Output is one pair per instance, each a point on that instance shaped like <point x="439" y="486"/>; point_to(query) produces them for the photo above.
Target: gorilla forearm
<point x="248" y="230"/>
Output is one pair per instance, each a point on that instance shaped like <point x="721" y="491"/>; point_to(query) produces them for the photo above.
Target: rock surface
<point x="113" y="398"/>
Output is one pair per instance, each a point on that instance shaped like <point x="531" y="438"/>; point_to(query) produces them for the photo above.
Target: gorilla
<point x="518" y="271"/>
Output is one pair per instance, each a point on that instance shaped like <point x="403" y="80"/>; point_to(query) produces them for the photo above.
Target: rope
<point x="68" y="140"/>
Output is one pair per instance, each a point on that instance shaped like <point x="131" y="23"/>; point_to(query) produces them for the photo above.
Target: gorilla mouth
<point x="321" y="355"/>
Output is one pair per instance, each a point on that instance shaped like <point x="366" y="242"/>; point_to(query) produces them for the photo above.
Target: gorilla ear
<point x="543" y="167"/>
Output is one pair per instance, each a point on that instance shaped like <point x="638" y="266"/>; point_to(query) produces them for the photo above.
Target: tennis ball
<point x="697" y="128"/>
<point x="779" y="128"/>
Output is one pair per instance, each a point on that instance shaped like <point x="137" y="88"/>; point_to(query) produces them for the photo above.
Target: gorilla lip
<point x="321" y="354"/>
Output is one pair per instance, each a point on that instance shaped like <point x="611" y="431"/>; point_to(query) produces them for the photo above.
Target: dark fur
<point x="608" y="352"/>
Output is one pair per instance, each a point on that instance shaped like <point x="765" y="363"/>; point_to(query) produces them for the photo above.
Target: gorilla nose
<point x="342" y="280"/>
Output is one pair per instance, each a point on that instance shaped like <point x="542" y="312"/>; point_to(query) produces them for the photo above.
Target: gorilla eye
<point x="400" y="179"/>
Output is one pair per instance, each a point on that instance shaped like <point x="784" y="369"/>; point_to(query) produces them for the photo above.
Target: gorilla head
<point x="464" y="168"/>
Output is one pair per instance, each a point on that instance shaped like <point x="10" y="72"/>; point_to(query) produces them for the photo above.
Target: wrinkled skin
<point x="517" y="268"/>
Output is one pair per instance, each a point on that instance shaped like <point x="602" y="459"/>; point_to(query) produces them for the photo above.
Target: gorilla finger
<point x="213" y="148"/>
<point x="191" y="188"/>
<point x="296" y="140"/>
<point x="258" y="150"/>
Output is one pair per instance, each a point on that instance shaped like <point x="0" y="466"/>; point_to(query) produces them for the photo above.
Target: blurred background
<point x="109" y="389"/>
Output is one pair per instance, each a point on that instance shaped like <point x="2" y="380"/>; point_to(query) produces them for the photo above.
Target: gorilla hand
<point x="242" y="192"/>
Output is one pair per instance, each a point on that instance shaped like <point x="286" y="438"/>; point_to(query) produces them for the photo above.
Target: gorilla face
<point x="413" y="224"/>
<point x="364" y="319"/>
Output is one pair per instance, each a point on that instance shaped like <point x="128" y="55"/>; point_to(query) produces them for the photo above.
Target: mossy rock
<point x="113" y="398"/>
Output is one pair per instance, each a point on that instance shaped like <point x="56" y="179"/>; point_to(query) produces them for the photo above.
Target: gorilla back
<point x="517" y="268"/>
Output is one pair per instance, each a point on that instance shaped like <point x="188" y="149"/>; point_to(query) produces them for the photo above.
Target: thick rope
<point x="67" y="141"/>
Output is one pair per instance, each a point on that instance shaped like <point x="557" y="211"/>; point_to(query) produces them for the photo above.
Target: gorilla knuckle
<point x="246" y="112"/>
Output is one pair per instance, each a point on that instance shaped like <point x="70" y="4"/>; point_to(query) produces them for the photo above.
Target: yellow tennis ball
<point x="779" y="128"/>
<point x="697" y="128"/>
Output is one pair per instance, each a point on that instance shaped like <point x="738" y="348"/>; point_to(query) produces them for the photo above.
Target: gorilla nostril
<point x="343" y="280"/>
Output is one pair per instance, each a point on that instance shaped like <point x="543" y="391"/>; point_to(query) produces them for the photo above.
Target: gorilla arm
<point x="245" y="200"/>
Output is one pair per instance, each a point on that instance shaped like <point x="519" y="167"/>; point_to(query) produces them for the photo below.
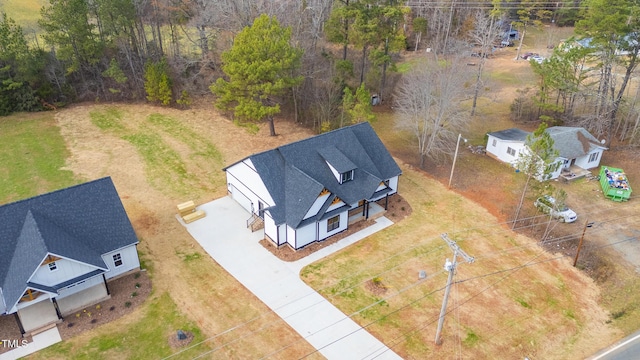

WORK TASK >> Set down every record above exactly as it stands, but skip the pictures.

SOLUTION TO THE EXERCISE >>
Output is one pair per instance, each a point on that instance shaped like <point x="439" y="486"/>; point_to(query) produces them for the photo above.
Target: gorilla forearm
<point x="248" y="230"/>
Output is one pair per instance, each a point on that instance shaped like <point x="721" y="491"/>; point_to(query) produces them for the photo above.
Target: rock surface
<point x="113" y="398"/>
Output is one pair per instance, each a point on that instance shaped like <point x="531" y="438"/>; point_to(query) produces them for the photo above.
Target: gorilla
<point x="518" y="271"/>
Output is one pair per instance, each a point on that instance shaped like <point x="403" y="80"/>; point_to(query) produces them for the photo above.
Target: rope
<point x="68" y="140"/>
Output is one pair per instance, each a point on that instance shaped like <point x="131" y="23"/>; point_to(query) produces them for the photo above.
Target: gorilla mouth
<point x="321" y="355"/>
Output is one pair per instance, each a point on that instance shaped like <point x="366" y="242"/>; point_to(query) produces them for the photo above.
Target: gorilla ear
<point x="543" y="167"/>
Output is one pair per instance, each a point on that instance shaped like <point x="638" y="266"/>; point_to(query) produces them for the photo above.
Target: tennis ball
<point x="697" y="128"/>
<point x="779" y="128"/>
Output is one pair per instance, each a point on that instance shaped like <point x="137" y="88"/>; point_to(query) produces them for the photo above.
Target: gorilla lip
<point x="321" y="354"/>
Output is one pair per instance, each a point on that instance shaped like <point x="611" y="431"/>; point_to(query) produces them for the photo above.
Target: dark fur
<point x="608" y="352"/>
Output is one pair per instance, each a point on that instance shaped like <point x="765" y="363"/>; point_to(query) produces them for the photo above.
Target: gorilla nose
<point x="342" y="280"/>
Output is one pair per instance, each a point on that instance shaped like <point x="542" y="312"/>; point_to(query) produces them for the photo above.
Target: gorilla eye
<point x="400" y="179"/>
Output is one pair per instance, each a point on that instance shaped like <point x="784" y="369"/>; point_to(query) produces them for the photo above.
Target: gorilla head
<point x="464" y="168"/>
Output is one pair per instance, each a point on that instance shaped like <point x="10" y="72"/>; point_to(query) produces them for the photo above.
Target: wrinkled skin
<point x="517" y="268"/>
Output is one pair per instance, each a point on that instance shaped like <point x="602" y="459"/>; point_to(query) produces them for the photo above.
Target: gorilla finger
<point x="213" y="148"/>
<point x="191" y="188"/>
<point x="296" y="140"/>
<point x="258" y="150"/>
Output is one pair per instance, each a point on that instance shaped like <point x="0" y="466"/>; point_to(query) produces them for the photo above.
Target: blurred background
<point x="109" y="389"/>
Output is one pair per instance, each a point on that instance shaped like <point x="2" y="380"/>; point_to(query) produces them for the photo above.
Target: gorilla hand
<point x="242" y="192"/>
Output is one pair per instance, each a point on that instance shaped like <point x="286" y="438"/>; point_to(query) produces them for the photo above.
Target: gorilla face
<point x="413" y="224"/>
<point x="364" y="319"/>
Output is one pair per instance, each a point on that instance shaped like <point x="128" y="55"/>; point_to(query) produces them for the photo above.
Target: mossy rock
<point x="113" y="398"/>
Output is one pair per instance, each a point on that instance shaped like <point x="56" y="179"/>; point_to(query) produces them for the photo above.
Target: gorilla back
<point x="517" y="268"/>
Output is one pair per instance, each a point on that instance shaped like <point x="188" y="149"/>; point_to(query) produces them for the photo above.
Target: thick rope
<point x="67" y="141"/>
Output is one pair per instance, each a point on that instance shaped like <point x="557" y="211"/>; point_to(query) produces them for the photo above.
Target: gorilla knuckle
<point x="246" y="112"/>
Output is one pair per instance, each a point on that instance shaped like <point x="70" y="4"/>; point_to(query) produces them for the photo above.
Target: yellow tennis ball
<point x="779" y="128"/>
<point x="697" y="128"/>
Output is one pair per instance, each a point on that instance shaped like <point x="738" y="348"/>; point_to(query) produces them for the photo above.
Target: gorilla nostril
<point x="343" y="280"/>
Output is one pair per instance, each a point on that instance shaped like <point x="543" y="391"/>; point_to(query) produces them for the photo above.
Target: gorilla arm
<point x="245" y="200"/>
Output is one pair per instance, each a point on that instance shaped like <point x="519" y="167"/>; point_to(query) produces them for the photo below.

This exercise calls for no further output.